>> Start Input rows

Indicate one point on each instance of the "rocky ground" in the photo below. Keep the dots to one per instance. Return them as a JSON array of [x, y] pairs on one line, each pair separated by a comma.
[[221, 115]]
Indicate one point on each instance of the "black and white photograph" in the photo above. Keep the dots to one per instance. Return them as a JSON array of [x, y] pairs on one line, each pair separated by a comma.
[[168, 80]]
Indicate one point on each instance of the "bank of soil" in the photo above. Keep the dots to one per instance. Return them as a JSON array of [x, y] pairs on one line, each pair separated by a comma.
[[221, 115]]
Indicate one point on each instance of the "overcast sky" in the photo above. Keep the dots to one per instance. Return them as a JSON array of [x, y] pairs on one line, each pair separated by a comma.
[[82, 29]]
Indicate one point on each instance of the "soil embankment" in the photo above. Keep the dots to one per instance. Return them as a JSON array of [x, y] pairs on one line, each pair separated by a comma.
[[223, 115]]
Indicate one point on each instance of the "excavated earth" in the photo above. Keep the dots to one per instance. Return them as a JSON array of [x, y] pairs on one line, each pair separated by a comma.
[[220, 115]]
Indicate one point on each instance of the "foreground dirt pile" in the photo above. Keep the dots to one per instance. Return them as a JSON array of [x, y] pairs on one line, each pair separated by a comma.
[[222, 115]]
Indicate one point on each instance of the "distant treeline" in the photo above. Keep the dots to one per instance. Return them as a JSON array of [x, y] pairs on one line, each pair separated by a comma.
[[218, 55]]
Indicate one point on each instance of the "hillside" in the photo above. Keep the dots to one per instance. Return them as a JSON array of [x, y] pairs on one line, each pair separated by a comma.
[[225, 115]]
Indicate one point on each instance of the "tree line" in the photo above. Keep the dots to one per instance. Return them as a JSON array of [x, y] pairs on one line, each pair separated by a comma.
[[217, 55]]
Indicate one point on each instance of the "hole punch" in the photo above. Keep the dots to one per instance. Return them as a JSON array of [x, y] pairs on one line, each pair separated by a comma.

>> End Input rows

Task description: Print out every record again, exactly and in full.

Output for this exercise:
Indicate one point on each instance of the "rocky ground" in the photo below. Keep the dots to one per instance. Return them as a JSON array of [x, y] pairs on one line, each pair separated by a comma.
[[221, 115]]
Indicate one point on each instance of the "black and white photograph" in the photo above. Keep the dots to one per instance. Return them as a JSON array of [x, y] pairs on one line, each pair separated by a comma.
[[168, 80]]
Indicate one point on each instance of the "bank of soil" in the photo above. Keep the dots to one per instance. Return them as a JSON array of [x, y] pairs on one line, each pair separated by a comma.
[[221, 115]]
Indicate one point on each instance of the "overcast sky" in the photo above. Keep the dots to one per instance. Return them as a JSON array of [x, y] pairs on one line, each pair separated by a comma.
[[82, 29]]
Indicate one point on each instance of the "soil embankment" in the photo above. Keep the dots to one per instance. Return them as a JSON array of [x, y] pairs on one line, each pair separated by a comma.
[[223, 115]]
Indicate one point on each instance of the "excavated earth" in the photo above. Keep the dots to one per instance. Return them as a JSON array of [x, y] pairs on one line, each pair separated by a comma.
[[220, 115]]
Indicate one point on each instance of the "foreground dirt pile" in the photo above. Keep the dots to one per instance. Return them as a JSON array of [x, y] pairs on one line, each pair separated by a comma.
[[222, 115]]
Indicate one point on each instance of the "distant treeline" in the photo above. Keep the dots to one per instance. Return them as a JSON array of [x, y] pairs on one line, each pair separated by a comma.
[[218, 55]]
Indicate one point on each instance of the "hillside" in the photo above. Keep the dots to one per instance. Return them as a JSON array of [x, y] pairs on one line, each pair separated by a comma.
[[225, 115]]
Indicate one point on each instance of the "tree line" in the photo above. Keep the dots to one per instance. Return them as a JSON array of [x, y] pairs on one line, each pair separated by a comma.
[[217, 55]]
Indicate one point on each instance of the "hole punch" in the photo above. Keep the dots to one per instance. Return them as a JSON array of [x, y] pairs on one line, each pair separated by a comma.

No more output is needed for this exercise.